* **OBJECTIVES**:
a – Rewrite the passage on bossless organizations from "But that executive" up to and including "chiefs at all.", putting "leaders" wherever "chiefs" appears.
b – Write the next part of the piece on bossless companies, starting right after its final sentence.

But that executive greed—despite the spotlight on it—seems as entrenched as ever. And that reality has some analysts going beyond attacking how much our corporate chiefs execs make. These critics are increasingly wondering whether we need these chiefs at all.
This “bossless narrative,” the University of Manchester Business School’s Matthew McCaffrey writes in a forthcoming issue of the Journal of Entrepreneurship and Public Policy, has actually been around for generations and, in the 19th century, helped nurture the cooperative movement. This narrative has become “especially popular over the last thirty years,” with a “growing literature seeking to understand the unique strengths and weaknesses of bossless organization.”
“Bosslessness” can come in a variety of shapes and sizes. At the more modest end, enterprises can move in a bossless direction by eliminating management levels and “delayering” their operations. More ambitious “flattening” efforts, McCaffrey relates, can replace “traditional managerial authority” with “self-organizing teams” that “choose their own projects” and decide—democratically—the tasks their firm will pursue.
Flatter companies, McCaffery believes, “can and do succeed in the right circumstances,” and he sees his own new scholarly work as an exploratory attempt to identify those circumstances that can “encourage experimentation with bossless models.” These circumstances, he notes, can vary. In stagnating industries, for instance, “reducing management hierarchy may be the only viable strategy” for firms with “increasingly slim” profit margins.
Moves that governments make, McCaffery points out, can also “make bossless firms more feasible than they would be under conditions of no intervention.” The world’s most famous cooperative network, Spain’s Mondragon, rests on a credit union operation that made funds available to emerging new co-ops. Spanish law allowed this Mondragon credit union to pay “slightly higher interest” rates than banks, a policy that encouraged savers to use it.
Another example comes from the Netherlands where the Dutch company Buurtzorg Nederland revolves around “teams of self-organizing nurses to provide home health care across the country.” This 17-year-old company has taken advantage of “the bureaucratization and inefficiency of many Dutch healthcare companies” that McCaffery, a fellow at the libertarian Mises Institute, chalks up to the Dutch government’s regulation of the healthcare industry.

* **INFORMATION SUPPLIED**:
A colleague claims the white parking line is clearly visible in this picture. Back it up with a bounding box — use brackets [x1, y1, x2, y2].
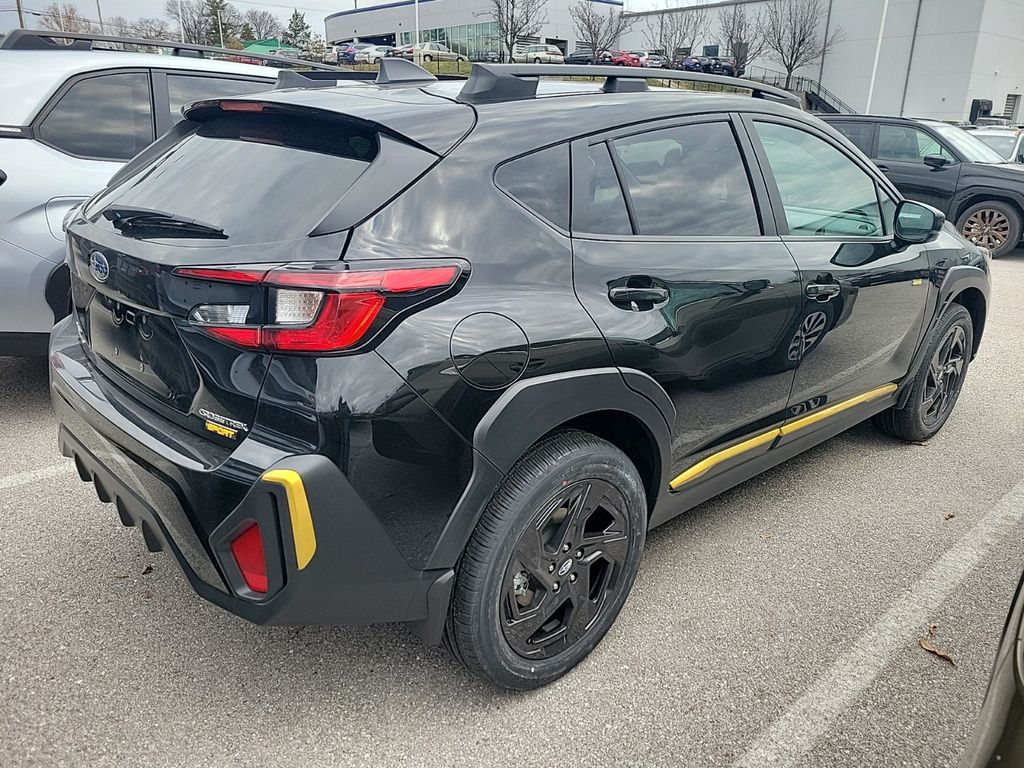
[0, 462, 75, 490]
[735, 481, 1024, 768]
---
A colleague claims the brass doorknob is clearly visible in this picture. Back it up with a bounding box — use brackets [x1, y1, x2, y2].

* **EXERCISE ANSWERS**:
a –
But that executive greed—despite the spotlight on it—seems as entrenched as ever. And that reality has some analysts going beyond attacking how much our corporate leaders execs make. These critics are increasingly wondering whether we need these leaders at all.

b –
McCaffery, as this example illustrates, comes at the study of organizational “flatness” from a distinctly non-left, “free market” perspective. But his interest in “low- or no-hierarchy organizations” bodes well for attempts to create alternatives to corporations that essentially exist to “manufacture” mega-rich CEOs.
The emerging “debate about the bossless company,” McCaffery concludes, reflects a growing public skepticism “about the value of managers and hierarchies as such.” This skepticism, he adds, “involves questioning essential principles of economics and management that can justly be said to underpin much of what goes on in the global economy.”
Analyzing—and changing—that “what goes on” may well bring together some strange political bedfellows.
How soon we forget.
W. Edwards Deming was called in by Shogun MacArthur after the end of WW-2 to redesign the Japanese economy. The result was the Japanese Miracle of the 1950s and 1960s. Deming is supposed to have prescribed limits on Japanese management to shop floor worker pay gaps. The issue is murky.
Tellingly, Deming’s methods were rejected by American businesses.
Japan organized their economy around mass social values. America adopted an Individualist ethos.
The results of those choices are bedeviling America today.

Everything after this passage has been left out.